#### [WHAT IS EXPECTED]
Copy out the stretch of items below from the line containing "Task: check that each instance of the dry straw" through the end of the items, both ends included, without any pictures.

#### [DATASET ENTRIES]
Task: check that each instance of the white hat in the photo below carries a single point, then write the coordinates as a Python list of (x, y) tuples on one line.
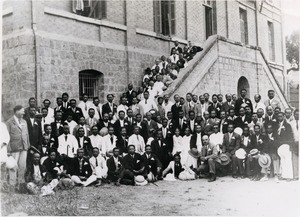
[(240, 154), (284, 151), (238, 130), (140, 180), (11, 163), (264, 160)]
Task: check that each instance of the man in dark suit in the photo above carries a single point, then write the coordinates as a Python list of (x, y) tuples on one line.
[(196, 139), (242, 120), (130, 94), (34, 129), (161, 149), (152, 163), (84, 142), (133, 165), (231, 143), (120, 123), (57, 125), (109, 106), (74, 111), (242, 101), (180, 123), (176, 48), (215, 105), (80, 170), (114, 165), (228, 104), (176, 107), (122, 141), (150, 124), (104, 122)]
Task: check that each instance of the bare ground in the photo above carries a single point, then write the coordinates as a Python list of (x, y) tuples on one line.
[(226, 196)]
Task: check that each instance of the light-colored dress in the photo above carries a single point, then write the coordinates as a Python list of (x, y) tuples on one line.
[(177, 144)]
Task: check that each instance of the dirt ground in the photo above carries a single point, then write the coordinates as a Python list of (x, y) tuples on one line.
[(226, 196)]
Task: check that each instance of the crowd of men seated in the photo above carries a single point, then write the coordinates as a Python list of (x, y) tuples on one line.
[(146, 137)]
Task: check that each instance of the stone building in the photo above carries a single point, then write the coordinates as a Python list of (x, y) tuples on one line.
[(49, 48)]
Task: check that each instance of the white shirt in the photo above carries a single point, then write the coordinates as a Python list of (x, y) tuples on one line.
[(145, 107), (216, 139), (107, 146), (177, 144), (122, 108), (138, 142), (258, 105), (85, 108), (68, 147), (96, 141), (101, 165), (167, 107)]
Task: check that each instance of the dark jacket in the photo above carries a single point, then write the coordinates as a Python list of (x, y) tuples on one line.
[(87, 146)]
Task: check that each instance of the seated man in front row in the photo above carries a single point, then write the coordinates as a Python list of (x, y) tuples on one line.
[(98, 165), (79, 169), (37, 178), (133, 165), (209, 158), (114, 165), (153, 165)]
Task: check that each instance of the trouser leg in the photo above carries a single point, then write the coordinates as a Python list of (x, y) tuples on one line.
[(212, 166)]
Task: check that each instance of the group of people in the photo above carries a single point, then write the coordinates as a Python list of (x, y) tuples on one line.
[(146, 137)]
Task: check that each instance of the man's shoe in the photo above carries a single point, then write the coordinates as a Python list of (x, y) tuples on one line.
[(263, 179), (212, 178), (99, 183)]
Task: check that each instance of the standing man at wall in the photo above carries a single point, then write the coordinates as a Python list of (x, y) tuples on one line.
[(18, 145)]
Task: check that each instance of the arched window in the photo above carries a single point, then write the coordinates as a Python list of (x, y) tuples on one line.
[(243, 84), (90, 82)]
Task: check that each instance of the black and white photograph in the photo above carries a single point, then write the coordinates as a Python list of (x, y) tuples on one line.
[(149, 108)]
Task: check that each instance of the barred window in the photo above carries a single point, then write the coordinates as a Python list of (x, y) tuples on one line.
[(90, 83), (90, 8), (271, 41), (243, 26), (164, 17)]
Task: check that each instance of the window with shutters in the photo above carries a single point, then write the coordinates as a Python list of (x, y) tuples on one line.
[(90, 82), (271, 41), (243, 26), (90, 8), (164, 17)]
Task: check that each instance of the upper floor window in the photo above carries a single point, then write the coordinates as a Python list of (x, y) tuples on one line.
[(90, 8), (271, 41), (243, 26), (164, 17), (90, 82)]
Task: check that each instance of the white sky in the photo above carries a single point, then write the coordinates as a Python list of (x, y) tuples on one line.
[(291, 12)]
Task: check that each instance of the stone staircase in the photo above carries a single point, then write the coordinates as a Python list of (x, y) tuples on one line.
[(218, 67)]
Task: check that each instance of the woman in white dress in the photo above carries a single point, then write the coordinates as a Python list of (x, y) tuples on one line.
[(185, 145), (177, 142)]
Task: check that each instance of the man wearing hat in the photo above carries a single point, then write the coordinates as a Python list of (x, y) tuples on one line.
[(231, 143), (258, 141), (18, 145), (133, 165), (209, 157), (152, 164)]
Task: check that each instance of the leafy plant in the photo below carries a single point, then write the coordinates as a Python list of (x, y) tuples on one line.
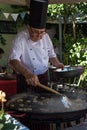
[(2, 40)]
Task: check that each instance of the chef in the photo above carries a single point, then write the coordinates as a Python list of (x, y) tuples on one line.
[(32, 50)]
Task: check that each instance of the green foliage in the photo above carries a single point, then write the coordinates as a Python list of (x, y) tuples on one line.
[(78, 55)]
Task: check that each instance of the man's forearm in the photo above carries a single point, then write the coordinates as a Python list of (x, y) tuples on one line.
[(54, 61), (19, 67)]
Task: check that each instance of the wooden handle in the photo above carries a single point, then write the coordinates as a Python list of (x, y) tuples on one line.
[(49, 89)]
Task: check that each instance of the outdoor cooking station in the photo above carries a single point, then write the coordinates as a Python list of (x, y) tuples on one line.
[(48, 108)]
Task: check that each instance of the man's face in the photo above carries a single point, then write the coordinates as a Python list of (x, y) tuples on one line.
[(36, 34)]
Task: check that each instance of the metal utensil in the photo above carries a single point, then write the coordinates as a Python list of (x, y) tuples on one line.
[(65, 100)]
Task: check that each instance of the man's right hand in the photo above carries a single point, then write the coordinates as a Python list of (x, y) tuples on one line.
[(32, 79)]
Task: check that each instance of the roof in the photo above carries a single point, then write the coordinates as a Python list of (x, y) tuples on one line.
[(26, 2)]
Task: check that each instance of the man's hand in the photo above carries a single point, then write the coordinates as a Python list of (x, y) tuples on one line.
[(32, 79)]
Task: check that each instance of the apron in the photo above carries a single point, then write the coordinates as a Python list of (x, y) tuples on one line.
[(22, 85)]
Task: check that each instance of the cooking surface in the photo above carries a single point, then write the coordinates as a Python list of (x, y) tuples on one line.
[(48, 103)]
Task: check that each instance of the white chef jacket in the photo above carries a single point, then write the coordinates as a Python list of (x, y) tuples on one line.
[(34, 55)]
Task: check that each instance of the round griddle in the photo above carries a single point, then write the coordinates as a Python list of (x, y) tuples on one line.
[(49, 106)]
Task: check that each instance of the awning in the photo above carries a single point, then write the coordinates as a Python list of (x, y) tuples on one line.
[(26, 2)]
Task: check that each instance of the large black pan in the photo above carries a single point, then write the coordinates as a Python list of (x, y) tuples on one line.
[(48, 107)]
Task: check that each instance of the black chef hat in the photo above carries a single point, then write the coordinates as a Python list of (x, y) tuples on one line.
[(38, 13)]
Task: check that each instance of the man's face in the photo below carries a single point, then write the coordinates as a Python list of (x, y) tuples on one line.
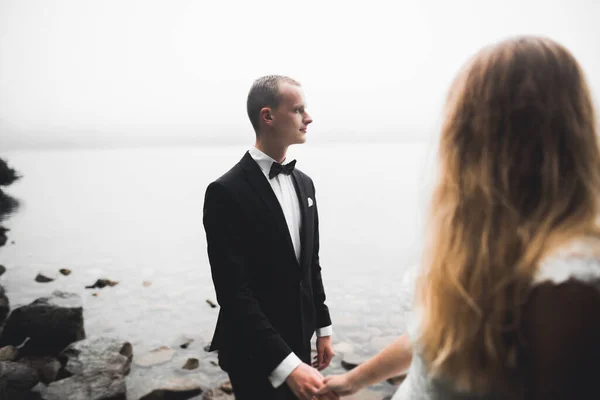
[(290, 119)]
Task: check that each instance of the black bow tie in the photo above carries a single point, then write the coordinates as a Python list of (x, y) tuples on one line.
[(277, 168)]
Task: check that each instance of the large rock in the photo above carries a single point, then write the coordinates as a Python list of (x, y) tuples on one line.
[(96, 355), (105, 386), (4, 305), (16, 380), (51, 323)]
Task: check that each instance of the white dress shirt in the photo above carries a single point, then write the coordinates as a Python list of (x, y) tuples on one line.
[(283, 187)]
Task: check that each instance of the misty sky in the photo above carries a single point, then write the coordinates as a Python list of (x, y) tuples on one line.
[(147, 71)]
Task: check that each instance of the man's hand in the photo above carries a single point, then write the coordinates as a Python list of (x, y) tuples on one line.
[(305, 382), (324, 353)]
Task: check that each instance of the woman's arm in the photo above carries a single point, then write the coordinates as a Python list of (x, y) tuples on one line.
[(392, 361)]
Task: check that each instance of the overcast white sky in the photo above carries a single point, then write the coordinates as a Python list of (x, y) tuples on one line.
[(146, 71)]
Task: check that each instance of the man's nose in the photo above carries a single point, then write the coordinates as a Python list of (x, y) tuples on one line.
[(307, 118)]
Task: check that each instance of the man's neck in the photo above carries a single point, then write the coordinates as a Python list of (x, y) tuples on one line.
[(276, 152)]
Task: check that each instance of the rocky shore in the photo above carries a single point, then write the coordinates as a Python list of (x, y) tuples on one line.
[(46, 353)]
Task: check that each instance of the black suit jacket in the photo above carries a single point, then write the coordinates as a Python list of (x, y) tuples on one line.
[(271, 304)]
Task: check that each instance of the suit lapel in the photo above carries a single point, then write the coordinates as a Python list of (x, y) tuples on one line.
[(257, 180), (304, 231)]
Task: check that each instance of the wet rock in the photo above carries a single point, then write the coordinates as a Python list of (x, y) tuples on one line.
[(226, 387), (3, 237), (4, 305), (46, 367), (176, 388), (44, 278), (218, 394), (50, 323), (351, 360), (36, 392), (155, 357), (101, 283), (98, 355), (191, 363), (8, 353), (104, 386), (186, 343), (211, 303), (16, 380)]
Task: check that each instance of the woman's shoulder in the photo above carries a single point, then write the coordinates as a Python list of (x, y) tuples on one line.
[(577, 261)]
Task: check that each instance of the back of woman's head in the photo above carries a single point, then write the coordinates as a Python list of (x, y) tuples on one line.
[(519, 173)]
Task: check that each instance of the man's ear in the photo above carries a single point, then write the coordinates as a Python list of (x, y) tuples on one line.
[(266, 116)]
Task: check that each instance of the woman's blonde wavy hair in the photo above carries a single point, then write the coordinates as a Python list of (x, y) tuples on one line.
[(519, 175)]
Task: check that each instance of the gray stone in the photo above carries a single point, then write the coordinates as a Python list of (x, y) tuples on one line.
[(47, 367), (155, 357), (98, 354), (44, 278), (104, 386), (191, 363), (381, 342), (218, 394), (51, 323), (4, 305), (176, 388), (8, 353), (16, 380)]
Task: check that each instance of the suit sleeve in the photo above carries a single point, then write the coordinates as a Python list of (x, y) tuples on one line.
[(227, 253), (323, 317), (563, 346)]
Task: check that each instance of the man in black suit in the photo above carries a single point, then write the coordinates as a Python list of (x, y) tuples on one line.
[(262, 231)]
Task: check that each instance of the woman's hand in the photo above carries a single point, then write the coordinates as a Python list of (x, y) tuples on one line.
[(342, 385)]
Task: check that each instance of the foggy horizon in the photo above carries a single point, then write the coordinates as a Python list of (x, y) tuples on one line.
[(81, 73)]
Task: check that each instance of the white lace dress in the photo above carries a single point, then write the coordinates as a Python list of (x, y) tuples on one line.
[(579, 261)]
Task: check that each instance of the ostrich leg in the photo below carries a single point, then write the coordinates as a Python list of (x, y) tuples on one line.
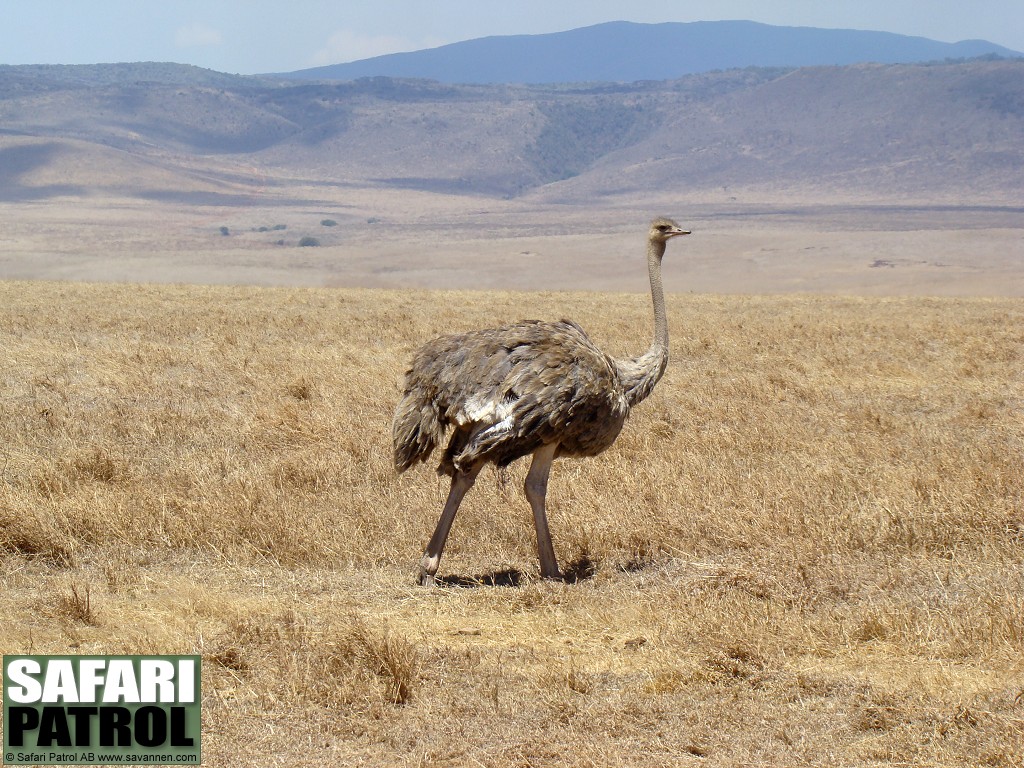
[(461, 482), (537, 489)]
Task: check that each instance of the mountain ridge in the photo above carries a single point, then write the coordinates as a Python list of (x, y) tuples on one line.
[(930, 132), (627, 51)]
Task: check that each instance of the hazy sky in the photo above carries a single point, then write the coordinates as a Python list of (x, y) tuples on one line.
[(260, 36)]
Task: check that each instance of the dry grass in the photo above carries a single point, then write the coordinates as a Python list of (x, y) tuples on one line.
[(805, 549)]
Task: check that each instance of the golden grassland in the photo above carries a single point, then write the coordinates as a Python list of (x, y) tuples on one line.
[(806, 548)]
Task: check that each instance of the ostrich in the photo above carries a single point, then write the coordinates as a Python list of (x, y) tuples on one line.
[(532, 387)]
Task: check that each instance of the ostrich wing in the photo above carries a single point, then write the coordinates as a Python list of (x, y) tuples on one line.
[(509, 390)]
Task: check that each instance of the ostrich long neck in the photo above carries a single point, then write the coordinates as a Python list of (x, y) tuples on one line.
[(639, 375)]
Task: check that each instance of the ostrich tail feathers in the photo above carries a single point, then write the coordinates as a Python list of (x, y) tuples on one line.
[(416, 430)]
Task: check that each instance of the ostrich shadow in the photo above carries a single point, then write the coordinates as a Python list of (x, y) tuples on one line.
[(581, 569)]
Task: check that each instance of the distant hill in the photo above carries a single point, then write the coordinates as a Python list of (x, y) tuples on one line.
[(624, 51), (945, 131)]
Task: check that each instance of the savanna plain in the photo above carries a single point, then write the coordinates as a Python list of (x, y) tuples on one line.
[(806, 548)]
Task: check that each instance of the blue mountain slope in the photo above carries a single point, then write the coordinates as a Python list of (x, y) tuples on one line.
[(624, 51)]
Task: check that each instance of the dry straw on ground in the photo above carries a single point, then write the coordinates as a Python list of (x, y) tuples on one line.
[(807, 548)]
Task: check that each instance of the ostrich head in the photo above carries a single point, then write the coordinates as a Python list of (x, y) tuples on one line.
[(663, 229)]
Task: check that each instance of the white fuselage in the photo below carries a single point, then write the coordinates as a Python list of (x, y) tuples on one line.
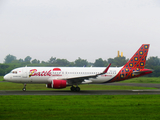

#### [CORRECT RESPONSE]
Task: check that each instance of the dry straw on ground in the photo above carries a single point, then write the coordinates as a Python list of (x, y) tuples on one line.
[(807, 548)]
Task: check that each instance of the ostrich head in the photo above carries a single point, then write the coordinates as a Python list of (x, y) tuples on one line.
[(663, 229)]
Task: check that each instance of the white fuselage in the photo below carries a single point, then write the coordinates as a Python list of (x, y) tuples on one line.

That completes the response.